The voortrekkers moved in two directions: north onto the high veld and northeast into Natal. They travelled at the pace of the ox wagon and their grazing herds, taking with them their families and servants, their guns and their Bibles, their faith in God and in themselves. They quickly became a nomadic, pastoral, self-sufficient people, leading remote and isolated lives, yet united in their common language, religious beliefs, occupations, race, cultural attitudes, and, above all else, in their fierce desire for independence, for which they willingly faced savage beasts, lived among primitive men, and suffered all the hardships of a life almost completely divorced from civilized comforts.

The voortrekker vrow gave birth to her young while lying in the wagon’s bed or on the bare red sands of the veld. To survive, a child had to be hardy and strong; it grew up among horses and oxen and wild beasts, the boys learning early to ride, shoot, and manage oxen. The child’s world was the great open veld and the narrow confines of his own family, ruled by its patriarch, who presided over children, grandchildren, daughters-in-law, servants, and slaves. His home was the sturdy ox wagon, and there were no schools. From itinerant predikants (ministers of the Dutch Reformed Church) and from relatives the child tried to learn to read the Bible in Dutch. There was no other literature available, wanted, or even tolerated, so that children grew up suspicious of all beyond their own narrow culture. Early in life they developed into strong men and tough-fibred women.

Wherever they went the Boers established republics. A quarrelsome, contumacious people, they argued endlessly among themselves about where to settle, about religion (there were degrees of Calvinistic strictness), and about who their leaders should be. When feelings ran too high, the dissidents took to their horses and ox wagons and moved on to found other republics elsewhere. The little republic founded at Winburg, the first important settlement north of the Orange, split four ways. The trekker states often took their names from the districts or towns (usually mere villages) which they made their capitals—Potchefstroom, Lydenburg, Zoutpansberg, and Winburg—but some had more colourful names such as Stellaland, Goshen, and New Republic. All of these either were annexed by the British or were absorbed into the two large republics which eventually emerged.

The trekker republics had certain features in common: the use of Roman Dutch law, a state church, a white male franchise, the obligation of every man and boy over fifteen to turn out with his horse, wagon, and provisions to fight a common enemy, and, most important of all, an all-powerful legislative body called a volksraad. The chief officials were the president and the commandant-general; each district had a landdrost (magistrate), a commandant who led the district’s commando in time of war, and a veld kornet (field cornet) who served as an administrator for both the landdrost and the commandant. All were elected. Even in war, most of the major decisions were made not by the commandant alone but by a krygsraad (council of war) which was usually attended by everybody in the commando. It was almost true, as was said, that every Boer was a general.

◆ Problem details ◆
Please repeat part of the voortrekker passage word for word. Begin at the words that contain "The voortrekkers moved" and stop after "from civilized comforts.". The lines after this point are separate material with no connection to the voortrekker passage.

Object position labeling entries
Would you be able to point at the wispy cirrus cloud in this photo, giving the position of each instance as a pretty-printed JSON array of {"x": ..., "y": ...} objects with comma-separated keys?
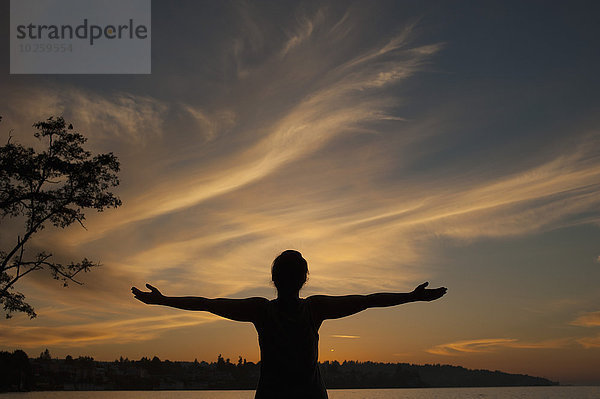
[
  {"x": 486, "y": 345},
  {"x": 114, "y": 331},
  {"x": 590, "y": 319}
]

◆ Answer for the task ◆
The voortrekkers moved in two directions: north onto the high veld and northeast into Natal. They travelled at the pace of the ox wagon and their grazing herds, taking with them their families and servants, their guns and their Bibles, their faith in God and in themselves. They quickly became a nomadic, pastoral, self-sufficient people, leading remote and isolated lives, yet united in their common language, religious beliefs, occupations, race, cultural attitudes, and, above all else, in their fierce desire for independence, for which they willingly faced savage beasts, lived among primitive men, and suffered all the hardships of a life almost completely divorced from civilized comforts.